- Page extract:
Citizen Welles

Me and Orson Welles

Directed by Richard Linklater

The backstage drama is one of the unheralded movie genres, and one of the most durable. The first sound picture to win an Oscar, Broadway Melody of 1929, was about the making of a show. 42nd Street, probably the most famous film of the early talkie period, is (despite its reputation) a gritty adult drama about the hardscrabble lives of theater folk during the Depression. The most entertaining American movie of the postwar years is All About Eve, the backstage drama to end all backstage dramas. And on we go into the present, with Shakespeare in Love offering a fanciful recounting of the creation of Romeo and Juliet, Mike Leigh’s amazing Topsy-Turvy and its extraordinarily detailed depiction of the making of The Mikado, and even small children being introduced to the Machiavellian machinations of the evil diva-ette Sharpay in the three High School Musical films.

So, the story of the making of a theatrical production—any theatrical production—is, wonder of wonders, one of the most cinematic of events. What makes the form so compelling? People behaving badly, people behaving nobly, money on the line, fame and fortune in the offing, and a time limit—the pulse-pounding climax when the show must open whether the characters are ready or not. The interesting part about these backstage dramas is that, no matter how melodramatic they get, they only approximate the true level of tension, rivalry, hostility, and excitement of a theater work in the throes of birth. The Broadway wag Larry Gelbart once famously said that “if Hitler’s alive, I hope he’s out of town with a musical.” But that can be said of nearly any show, including a grammar school production.

The backstage drama is such a vivid form that its vitality happily infects even the wan direction, indifferent writing, and problematic conception of a modest and pretty new film called Me and Orson Welles. Richard Linklater’s movie, based on a novel for young adults that I can’t imagine any young adult of the current generation has ever actually read, is about a 17-year-old suburban boy crazy for the arts who skips school one day in 1937 and comes into New York City. In an hour’s time young Richard finds himself hired to play the lute and perform in a production of Julius Caesar—simply called Caesar—that is due to open in a week. The venue is a new theater called the Mercury. The director and star is Orson Welles. And everything goes wrong until, finally, everything goes wonderfully right.

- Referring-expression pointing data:
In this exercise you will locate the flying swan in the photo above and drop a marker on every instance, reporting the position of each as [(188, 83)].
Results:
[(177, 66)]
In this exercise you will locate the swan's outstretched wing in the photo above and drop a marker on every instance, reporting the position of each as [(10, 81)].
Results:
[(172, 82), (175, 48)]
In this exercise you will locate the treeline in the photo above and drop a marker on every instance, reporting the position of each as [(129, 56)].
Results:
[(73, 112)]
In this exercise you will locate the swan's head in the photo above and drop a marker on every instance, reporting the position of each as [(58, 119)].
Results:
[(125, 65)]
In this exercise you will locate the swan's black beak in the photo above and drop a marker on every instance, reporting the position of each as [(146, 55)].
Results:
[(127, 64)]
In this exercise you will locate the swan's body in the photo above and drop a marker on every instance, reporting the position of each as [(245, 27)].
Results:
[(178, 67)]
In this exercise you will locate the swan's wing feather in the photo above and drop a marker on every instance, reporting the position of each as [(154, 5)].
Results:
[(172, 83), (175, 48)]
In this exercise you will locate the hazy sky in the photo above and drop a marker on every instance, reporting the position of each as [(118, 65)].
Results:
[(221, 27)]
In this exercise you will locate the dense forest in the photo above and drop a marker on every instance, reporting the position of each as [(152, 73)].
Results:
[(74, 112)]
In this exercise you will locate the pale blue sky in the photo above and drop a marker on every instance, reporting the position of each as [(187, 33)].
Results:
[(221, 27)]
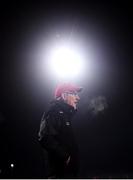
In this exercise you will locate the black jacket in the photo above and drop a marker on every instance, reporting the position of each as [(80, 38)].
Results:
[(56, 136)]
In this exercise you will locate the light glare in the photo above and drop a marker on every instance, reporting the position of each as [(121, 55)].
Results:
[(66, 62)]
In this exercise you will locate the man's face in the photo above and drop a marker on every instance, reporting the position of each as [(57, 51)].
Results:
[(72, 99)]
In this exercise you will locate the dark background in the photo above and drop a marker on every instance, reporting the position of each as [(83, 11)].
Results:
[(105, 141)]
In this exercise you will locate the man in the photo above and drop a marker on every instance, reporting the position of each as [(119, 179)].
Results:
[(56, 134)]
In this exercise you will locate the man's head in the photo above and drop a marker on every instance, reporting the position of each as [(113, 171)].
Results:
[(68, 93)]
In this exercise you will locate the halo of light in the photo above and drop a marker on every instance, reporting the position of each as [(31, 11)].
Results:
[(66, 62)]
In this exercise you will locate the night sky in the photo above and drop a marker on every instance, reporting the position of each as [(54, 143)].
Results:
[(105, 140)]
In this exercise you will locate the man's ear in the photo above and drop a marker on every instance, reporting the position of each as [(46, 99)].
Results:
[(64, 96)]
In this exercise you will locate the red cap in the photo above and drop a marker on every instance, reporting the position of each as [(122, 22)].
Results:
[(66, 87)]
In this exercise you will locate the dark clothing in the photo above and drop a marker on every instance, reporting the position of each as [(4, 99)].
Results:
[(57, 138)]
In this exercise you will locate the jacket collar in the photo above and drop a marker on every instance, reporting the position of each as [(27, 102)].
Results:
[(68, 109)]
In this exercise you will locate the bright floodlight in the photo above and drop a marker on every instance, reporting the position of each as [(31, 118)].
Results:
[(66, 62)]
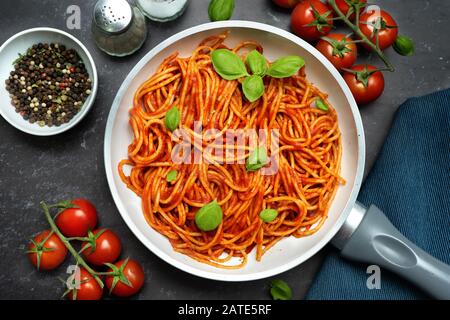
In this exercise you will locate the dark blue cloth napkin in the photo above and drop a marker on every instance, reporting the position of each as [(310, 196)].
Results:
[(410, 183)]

--

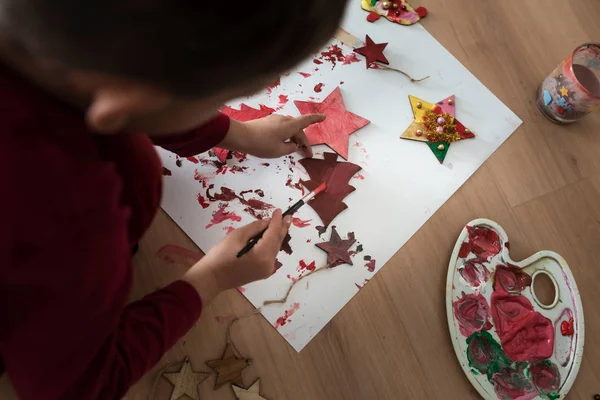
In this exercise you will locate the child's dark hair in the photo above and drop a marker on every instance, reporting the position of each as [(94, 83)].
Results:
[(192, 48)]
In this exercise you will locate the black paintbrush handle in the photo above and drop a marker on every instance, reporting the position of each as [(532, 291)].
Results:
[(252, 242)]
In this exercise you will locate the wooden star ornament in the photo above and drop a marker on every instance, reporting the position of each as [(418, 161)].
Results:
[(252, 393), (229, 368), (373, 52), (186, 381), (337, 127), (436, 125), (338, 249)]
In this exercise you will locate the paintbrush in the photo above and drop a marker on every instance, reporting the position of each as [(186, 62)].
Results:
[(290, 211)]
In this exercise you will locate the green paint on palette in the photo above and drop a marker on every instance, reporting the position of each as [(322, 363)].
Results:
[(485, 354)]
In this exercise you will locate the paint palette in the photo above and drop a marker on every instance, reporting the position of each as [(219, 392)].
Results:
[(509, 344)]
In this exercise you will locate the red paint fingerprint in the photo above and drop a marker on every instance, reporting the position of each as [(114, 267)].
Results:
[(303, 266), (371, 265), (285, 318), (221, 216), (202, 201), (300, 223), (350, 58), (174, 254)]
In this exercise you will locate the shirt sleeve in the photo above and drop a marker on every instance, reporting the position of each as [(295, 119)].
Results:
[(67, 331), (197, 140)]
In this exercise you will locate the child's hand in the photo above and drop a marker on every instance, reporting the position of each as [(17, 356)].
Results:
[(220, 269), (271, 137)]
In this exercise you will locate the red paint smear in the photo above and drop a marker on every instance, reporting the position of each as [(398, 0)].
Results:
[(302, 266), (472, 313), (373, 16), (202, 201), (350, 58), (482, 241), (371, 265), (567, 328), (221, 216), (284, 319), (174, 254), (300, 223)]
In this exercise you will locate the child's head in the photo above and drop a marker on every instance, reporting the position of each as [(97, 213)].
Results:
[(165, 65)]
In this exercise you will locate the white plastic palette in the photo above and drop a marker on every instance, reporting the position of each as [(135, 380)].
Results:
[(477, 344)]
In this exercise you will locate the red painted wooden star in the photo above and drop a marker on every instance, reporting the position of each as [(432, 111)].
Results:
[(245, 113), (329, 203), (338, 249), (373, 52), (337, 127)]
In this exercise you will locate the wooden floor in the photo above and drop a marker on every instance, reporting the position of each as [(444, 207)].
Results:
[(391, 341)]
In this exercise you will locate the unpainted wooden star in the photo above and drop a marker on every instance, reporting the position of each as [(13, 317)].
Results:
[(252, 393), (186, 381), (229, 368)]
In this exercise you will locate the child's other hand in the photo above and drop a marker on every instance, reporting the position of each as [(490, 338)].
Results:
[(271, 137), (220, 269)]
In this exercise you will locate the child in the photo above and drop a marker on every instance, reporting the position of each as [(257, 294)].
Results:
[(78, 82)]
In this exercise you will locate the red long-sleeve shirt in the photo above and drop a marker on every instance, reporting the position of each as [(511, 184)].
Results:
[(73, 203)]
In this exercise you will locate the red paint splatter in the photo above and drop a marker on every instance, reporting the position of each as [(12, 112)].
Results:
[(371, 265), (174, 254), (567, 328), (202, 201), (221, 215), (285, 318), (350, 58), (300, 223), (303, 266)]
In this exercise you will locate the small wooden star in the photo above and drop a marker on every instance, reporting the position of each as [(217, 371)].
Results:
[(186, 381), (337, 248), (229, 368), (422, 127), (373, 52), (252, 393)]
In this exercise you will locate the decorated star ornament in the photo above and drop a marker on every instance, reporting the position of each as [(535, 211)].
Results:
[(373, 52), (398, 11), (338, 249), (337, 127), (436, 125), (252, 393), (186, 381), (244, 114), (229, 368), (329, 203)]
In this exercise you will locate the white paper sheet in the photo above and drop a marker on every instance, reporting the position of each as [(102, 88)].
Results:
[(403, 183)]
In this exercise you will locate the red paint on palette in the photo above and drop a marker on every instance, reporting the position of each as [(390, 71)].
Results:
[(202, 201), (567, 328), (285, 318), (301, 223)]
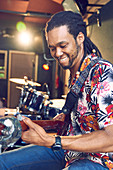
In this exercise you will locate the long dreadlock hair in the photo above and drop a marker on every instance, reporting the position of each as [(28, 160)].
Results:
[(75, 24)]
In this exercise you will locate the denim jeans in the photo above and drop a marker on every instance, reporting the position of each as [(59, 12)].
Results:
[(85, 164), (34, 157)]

---

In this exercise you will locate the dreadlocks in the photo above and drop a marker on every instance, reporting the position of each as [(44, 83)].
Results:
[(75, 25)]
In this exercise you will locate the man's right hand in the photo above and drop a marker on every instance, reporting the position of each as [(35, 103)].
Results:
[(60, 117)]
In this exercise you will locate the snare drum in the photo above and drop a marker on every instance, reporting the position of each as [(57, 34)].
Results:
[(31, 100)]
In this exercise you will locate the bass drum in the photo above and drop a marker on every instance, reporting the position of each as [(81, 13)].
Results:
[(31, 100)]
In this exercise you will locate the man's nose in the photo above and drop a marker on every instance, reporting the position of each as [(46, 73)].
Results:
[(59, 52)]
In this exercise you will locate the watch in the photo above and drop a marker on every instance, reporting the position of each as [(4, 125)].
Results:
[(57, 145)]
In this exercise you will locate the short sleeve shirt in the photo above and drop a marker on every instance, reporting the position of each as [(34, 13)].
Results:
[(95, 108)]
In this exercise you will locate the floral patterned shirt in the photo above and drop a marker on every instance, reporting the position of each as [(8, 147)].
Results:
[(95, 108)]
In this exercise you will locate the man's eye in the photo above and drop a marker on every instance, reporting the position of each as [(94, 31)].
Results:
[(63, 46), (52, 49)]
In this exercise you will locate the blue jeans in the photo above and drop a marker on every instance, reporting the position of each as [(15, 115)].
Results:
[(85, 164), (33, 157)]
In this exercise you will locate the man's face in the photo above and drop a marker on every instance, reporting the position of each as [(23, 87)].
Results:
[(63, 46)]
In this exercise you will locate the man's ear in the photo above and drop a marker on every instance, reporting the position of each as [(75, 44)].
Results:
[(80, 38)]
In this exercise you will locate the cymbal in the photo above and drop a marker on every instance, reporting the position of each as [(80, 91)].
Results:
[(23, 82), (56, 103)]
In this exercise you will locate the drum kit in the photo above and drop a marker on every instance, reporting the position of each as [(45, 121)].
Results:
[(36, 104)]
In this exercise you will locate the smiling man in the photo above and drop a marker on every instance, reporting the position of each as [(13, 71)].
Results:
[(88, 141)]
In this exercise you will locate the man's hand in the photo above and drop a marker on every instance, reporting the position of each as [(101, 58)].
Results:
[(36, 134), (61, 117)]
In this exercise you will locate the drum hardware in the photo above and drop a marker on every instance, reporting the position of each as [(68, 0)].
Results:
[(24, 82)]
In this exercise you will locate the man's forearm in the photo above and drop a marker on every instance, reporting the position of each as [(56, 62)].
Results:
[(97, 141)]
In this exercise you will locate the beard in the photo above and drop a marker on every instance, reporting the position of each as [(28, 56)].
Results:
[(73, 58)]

- Task: Continue the review of the film Me and Orson Welles, picking up after its final sentence.

- Exercise response:
The Welles Caesar was, in fact, a groundbreaking production, one of the first Shakespeare plays to be done in modern dress and perhaps the first to envision the parallels between Shakespeare’s fear of the mob and the rise of fascism. Me and Orson Welles marks the second time in a decade someone has seen fit to make a film about the pre-Citizen Kane director and his newsmaking, disaster-courting production of a Broadway show. The first was Tim Robbins’s awful Cradle Will Rock (1999), in which Welles is portrayed, bizarrely and stupidly, as a fey twit.

Me and Orson Welles features a much more credible, much more haunting Welles in the person of a British actor named Christian McKay, who not only looks like Welles, but captures a gloriously mad gleam in his eyes and the overwhelming personal magnetism that captivated and dominated people for decades.

The problem with McKay’s performance, and with the movie as a whole, is that it fails to capture the truly astounding fact about Welles in 1937, which is this: He was all of 22 years old, only a few years older than the high school “me” of the movie’s title. He was a very great genius, perhaps the most prodigious artistic talent America ever produced. He did things on stage, on radio, and with a movie camera no one had ever done before, and all before he was 25. And then he mostly ran dry.

McKay, 35 when the movie was made, already looks somewhat dissipated. When he refers to our boy protagonist as “Junior,” he really does seem to be a much older man tutoring a protégé. And when he is angered by Junior’s rivalry for the attentions of a cute stagehand, he seems like a vaguely creepy seducer a decade older than she when any such relationship would actually have occurred between Welles and a woman who was his senior.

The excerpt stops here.